But this time the debate went much further (here is an account, in Polish). It was started by a female Polish MP who decided to correct herself and create a feminine word of the word gość (‘guest’). The reaction was immediate. Another MP, male, berated her for it. Her neologism, he tweeted, was deviance, cancer, and an attack on normalcy (and more). But the exchange opened a new perspective. Should every word which refers to a person  have both a feminine and masculine version? For example, if gość should have both versions, perhaps also, say, niedowiarek, przechodzień, widz (‘disbeliever’, ‘passer-by’, ‘viewer’), which currently do not have feminine equivalents and, systemically, they would sound as very odd,  as the above-mentioned neologism gościa.

Of course, you could make an argument that the fact that there are many such instances of words referring to people without feminine equivalents are a linguistic reflection of social assumptions behind the ‘default male’ perspective in language (a great account of this can be found in Debbie Cameron’s blog). But does it now mean that ‘we’ should start creating a feminine version of words for guests, viewers, spies, hooligan, lazybones and  any other word used to refer to a human being?

Do we also go the other way? I think it’s relatively easy to answer questions whether to create masculine versions of ‘nurse’ (pielęgniarka) or ‘nursery teacher’ (przedszkolanka). But what about ‘person’ (osoba). Interestingly, even the word for ‘man’ (mężczyzna), which is said to have masculine gender, has a feminine ending and its declension is actually feminine. Is that a problem?
* * *
→ REQUIRED ACTION 1: In the passage on Polish gendered nouns, which word did the female MP make a feminine form of?
→ REQUIRED ACTION 2: Write the next paragraph of the passage on Polish gendered nouns, picking up after its final question.
The passage is all you need; the entries play no part here.
* * *
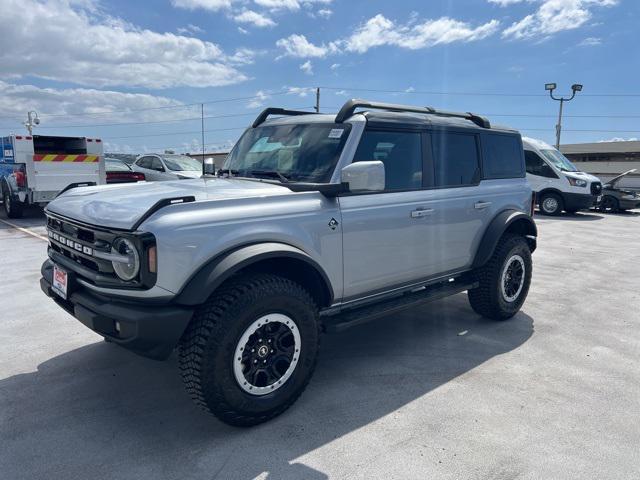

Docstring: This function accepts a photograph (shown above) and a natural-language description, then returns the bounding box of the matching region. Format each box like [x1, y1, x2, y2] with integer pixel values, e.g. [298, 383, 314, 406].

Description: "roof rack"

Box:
[335, 99, 491, 128]
[251, 107, 317, 128]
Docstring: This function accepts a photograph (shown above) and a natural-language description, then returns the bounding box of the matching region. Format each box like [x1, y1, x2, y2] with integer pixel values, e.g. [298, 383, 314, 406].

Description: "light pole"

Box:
[544, 83, 582, 150]
[22, 110, 40, 135]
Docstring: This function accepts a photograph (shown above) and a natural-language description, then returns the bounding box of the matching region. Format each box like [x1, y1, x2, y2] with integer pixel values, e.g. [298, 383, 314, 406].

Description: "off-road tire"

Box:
[540, 192, 564, 216]
[468, 234, 532, 320]
[178, 274, 320, 426]
[2, 192, 24, 218]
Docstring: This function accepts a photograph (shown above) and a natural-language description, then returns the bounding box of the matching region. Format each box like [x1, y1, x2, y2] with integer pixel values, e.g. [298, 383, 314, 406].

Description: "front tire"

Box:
[540, 193, 564, 216]
[468, 234, 532, 320]
[179, 274, 320, 426]
[2, 192, 24, 218]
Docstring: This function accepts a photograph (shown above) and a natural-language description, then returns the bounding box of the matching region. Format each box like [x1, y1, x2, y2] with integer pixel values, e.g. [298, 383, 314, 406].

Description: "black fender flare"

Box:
[472, 210, 538, 268]
[175, 242, 334, 305]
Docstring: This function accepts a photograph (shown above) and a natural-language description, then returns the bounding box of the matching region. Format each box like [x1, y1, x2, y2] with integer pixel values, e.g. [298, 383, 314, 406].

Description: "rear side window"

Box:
[482, 134, 524, 178]
[431, 132, 480, 187]
[353, 130, 422, 190]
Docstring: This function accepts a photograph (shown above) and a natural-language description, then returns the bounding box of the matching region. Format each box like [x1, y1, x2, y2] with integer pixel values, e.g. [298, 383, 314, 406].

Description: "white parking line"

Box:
[0, 218, 49, 242]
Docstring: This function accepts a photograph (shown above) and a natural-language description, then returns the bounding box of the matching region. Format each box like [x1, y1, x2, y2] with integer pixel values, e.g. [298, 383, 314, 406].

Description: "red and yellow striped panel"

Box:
[33, 153, 100, 163]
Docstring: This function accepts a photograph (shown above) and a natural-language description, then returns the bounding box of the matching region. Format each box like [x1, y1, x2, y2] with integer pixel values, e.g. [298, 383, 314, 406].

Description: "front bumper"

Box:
[40, 260, 193, 360]
[562, 192, 598, 210]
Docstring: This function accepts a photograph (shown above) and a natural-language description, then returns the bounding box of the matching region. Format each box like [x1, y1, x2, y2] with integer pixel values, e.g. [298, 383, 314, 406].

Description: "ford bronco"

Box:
[41, 100, 536, 425]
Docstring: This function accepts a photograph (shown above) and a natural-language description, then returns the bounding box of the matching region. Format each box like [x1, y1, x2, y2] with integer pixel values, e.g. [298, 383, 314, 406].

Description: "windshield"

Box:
* * *
→ WRITTEN RESPONSE 1: She made a feminine form of gość, meaning "guest."

→ WRITTEN RESPONSE 2:
Marcin Napiórkowski in his blog (re-posted in a longer version here, also in Polish) answers in the affirmative. Yes, feminine versions will sound strange, will even be difficult to pronounce (try pronouncing architektka or chirurżka), but so be it. This is the way we, speakers of Polish, fight the default male perspective. Indeed, Napiórkowski relates a very convincing argument based on the dominant male perspective in car safety research and industry.

As I said, it’s a good argument, but I am not entirely certain that the conclusion is very useful. Yes, of course, ‘we’ can use the feminine endings, but as much as I am sceptical about policing language in the case of suicide, I also tend to be sceptical of imposing a ‘new language’ on a society. In fact, when I was looking for examples for masculine-only professionals labels, I couldn’t find so many. To a considerable extent the society has taken care of the language. And it continues to do so. The issue, rather, is that women themselves don’t want to use them (here is a report) and suffer a backlash when they do (here is another report). And we can use all those forms all we want, and in academia we probably will, until they are perceived as ‘normal’, it’s very hard to simply impose them. Indeed, when I tell friends that a female dean started using the form dziekana (fem. ‘dean’), they’re sceptical, they don’t like it. It is the masculine version that carries the ‘real deanship’.

This is because I think that the whole debate about words referring to men and women is not linguistic at all. Equally, the source of resistance to the new vocabulary (which, historically, is not new at all, in fact) is not linguistic (even if it pretends to be). This is a debate about ideology, about the way the society is founded, it is about gender, gender assumptions and beliefs. It is about women, men, their social positions, relationships and their power. Language reflects it and, yes, of course, it also reinforces it, but I really don’t think changing a few dozen nouns will change the society. Yes, it is likely that the symbolism of the new nouns will be important, but in my view, it is considerably more important to create a space for a different kind of way of talking, not space for a different kind of vocabulary. In other words, the debate should be about so much more than only about nouns.